Records of labeled points:
_ _ _ _ _

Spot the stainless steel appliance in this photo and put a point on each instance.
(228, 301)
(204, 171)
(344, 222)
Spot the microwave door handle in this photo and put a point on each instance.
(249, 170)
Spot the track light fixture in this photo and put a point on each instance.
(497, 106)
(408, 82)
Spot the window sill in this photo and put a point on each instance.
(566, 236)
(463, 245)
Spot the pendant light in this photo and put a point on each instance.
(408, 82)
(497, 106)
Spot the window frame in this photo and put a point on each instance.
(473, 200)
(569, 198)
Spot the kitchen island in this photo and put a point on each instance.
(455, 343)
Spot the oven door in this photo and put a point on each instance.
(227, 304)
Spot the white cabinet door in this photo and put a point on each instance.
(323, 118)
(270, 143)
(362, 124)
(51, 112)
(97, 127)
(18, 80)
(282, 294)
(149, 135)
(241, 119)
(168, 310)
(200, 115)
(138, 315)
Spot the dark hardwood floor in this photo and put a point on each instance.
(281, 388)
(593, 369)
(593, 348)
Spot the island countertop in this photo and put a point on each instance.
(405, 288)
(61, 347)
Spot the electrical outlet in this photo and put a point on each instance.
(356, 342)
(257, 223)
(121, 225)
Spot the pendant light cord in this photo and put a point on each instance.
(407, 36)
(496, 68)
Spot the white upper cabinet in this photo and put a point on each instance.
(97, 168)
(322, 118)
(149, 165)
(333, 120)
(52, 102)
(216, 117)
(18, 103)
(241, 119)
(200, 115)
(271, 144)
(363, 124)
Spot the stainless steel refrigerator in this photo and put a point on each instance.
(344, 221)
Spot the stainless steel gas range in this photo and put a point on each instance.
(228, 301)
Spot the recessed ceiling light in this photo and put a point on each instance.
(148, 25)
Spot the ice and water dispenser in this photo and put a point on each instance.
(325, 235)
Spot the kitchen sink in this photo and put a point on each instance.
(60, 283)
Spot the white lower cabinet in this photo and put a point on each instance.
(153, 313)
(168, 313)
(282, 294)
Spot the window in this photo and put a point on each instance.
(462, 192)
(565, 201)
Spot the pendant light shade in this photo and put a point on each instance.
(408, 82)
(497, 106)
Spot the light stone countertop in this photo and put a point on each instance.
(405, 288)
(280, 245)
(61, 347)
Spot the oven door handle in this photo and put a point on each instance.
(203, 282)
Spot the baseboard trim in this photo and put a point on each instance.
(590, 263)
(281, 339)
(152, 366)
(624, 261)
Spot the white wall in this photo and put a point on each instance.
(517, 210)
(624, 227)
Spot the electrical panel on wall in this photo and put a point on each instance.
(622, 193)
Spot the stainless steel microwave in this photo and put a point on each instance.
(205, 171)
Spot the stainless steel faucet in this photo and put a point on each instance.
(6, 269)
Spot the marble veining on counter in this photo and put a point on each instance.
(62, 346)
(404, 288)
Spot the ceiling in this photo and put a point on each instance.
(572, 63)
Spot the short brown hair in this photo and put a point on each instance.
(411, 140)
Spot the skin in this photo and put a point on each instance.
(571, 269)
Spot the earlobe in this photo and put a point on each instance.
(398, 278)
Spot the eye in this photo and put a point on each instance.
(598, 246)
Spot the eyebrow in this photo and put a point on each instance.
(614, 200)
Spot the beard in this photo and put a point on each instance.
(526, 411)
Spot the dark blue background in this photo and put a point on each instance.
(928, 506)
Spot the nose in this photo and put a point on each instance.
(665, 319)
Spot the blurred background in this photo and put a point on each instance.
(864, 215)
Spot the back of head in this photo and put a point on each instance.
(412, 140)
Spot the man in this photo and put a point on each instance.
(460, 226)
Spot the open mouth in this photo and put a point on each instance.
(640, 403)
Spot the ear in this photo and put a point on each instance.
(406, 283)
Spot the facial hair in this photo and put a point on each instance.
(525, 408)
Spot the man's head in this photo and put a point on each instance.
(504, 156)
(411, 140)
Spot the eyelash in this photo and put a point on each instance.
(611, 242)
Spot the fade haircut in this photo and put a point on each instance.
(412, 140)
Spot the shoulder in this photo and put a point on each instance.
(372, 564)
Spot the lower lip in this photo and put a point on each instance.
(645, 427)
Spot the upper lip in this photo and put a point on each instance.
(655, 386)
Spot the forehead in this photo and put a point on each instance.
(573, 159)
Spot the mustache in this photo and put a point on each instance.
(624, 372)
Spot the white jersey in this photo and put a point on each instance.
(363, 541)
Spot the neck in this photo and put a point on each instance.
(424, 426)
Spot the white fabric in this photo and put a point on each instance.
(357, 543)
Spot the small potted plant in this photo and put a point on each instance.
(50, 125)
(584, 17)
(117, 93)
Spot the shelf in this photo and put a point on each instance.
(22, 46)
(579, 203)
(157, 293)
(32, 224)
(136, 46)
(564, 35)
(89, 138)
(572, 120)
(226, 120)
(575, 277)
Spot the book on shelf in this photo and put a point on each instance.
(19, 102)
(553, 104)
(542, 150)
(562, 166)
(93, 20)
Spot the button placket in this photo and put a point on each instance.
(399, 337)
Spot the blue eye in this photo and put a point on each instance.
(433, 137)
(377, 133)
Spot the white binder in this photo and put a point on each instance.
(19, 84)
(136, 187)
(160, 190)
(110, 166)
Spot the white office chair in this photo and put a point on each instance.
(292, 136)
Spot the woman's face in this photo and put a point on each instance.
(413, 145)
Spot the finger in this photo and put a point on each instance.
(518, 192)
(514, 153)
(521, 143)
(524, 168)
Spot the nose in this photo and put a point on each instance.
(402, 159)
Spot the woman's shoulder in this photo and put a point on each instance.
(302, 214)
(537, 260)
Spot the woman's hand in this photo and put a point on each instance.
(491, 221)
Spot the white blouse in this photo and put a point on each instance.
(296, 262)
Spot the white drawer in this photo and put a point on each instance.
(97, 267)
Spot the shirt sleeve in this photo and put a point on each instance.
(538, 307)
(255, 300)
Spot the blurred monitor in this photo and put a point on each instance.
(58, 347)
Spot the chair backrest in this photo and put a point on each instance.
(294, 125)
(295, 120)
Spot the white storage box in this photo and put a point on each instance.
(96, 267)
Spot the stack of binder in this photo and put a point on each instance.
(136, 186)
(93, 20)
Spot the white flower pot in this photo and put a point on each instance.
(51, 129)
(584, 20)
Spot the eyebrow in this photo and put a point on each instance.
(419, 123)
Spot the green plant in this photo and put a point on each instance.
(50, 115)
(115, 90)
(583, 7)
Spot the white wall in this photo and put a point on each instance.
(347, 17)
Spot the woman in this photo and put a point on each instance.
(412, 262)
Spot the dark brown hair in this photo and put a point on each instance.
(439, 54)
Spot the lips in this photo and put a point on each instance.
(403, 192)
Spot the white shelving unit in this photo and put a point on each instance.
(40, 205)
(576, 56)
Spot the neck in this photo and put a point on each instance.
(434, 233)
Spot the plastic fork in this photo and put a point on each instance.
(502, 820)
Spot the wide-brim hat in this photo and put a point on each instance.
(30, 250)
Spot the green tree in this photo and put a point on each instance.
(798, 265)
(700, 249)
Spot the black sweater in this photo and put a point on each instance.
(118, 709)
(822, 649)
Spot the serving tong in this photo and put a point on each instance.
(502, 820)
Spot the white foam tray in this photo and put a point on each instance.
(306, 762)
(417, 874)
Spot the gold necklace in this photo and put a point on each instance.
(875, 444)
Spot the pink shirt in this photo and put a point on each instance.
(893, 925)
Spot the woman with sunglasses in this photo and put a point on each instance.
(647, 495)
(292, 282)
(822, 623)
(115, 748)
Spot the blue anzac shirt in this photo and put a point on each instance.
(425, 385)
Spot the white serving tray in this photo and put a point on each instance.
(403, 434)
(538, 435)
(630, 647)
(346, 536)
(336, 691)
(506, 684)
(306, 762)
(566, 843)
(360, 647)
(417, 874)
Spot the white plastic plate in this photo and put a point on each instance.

_ _ _ _ _

Rewrite the data from the line containing "Spot the pink" down through the end of the data, swapping "shirt" for "top" and leaving everything else unchanged.

• [Exercise result]:
Spot the pink top in this photo and put a point on each instance.
(893, 925)
Spot the woman with sunglasses in this photo and put a point on each instance.
(647, 495)
(292, 282)
(822, 623)
(115, 748)
Spot the blue anzac top in this photo and put a point on each instance.
(425, 385)
Spot the white serving tray in this photo and put a point on each instance.
(403, 434)
(538, 435)
(630, 647)
(346, 536)
(336, 691)
(506, 684)
(306, 762)
(566, 843)
(360, 647)
(417, 874)
Spot the white plastic plate in this photo and put a point on each instance.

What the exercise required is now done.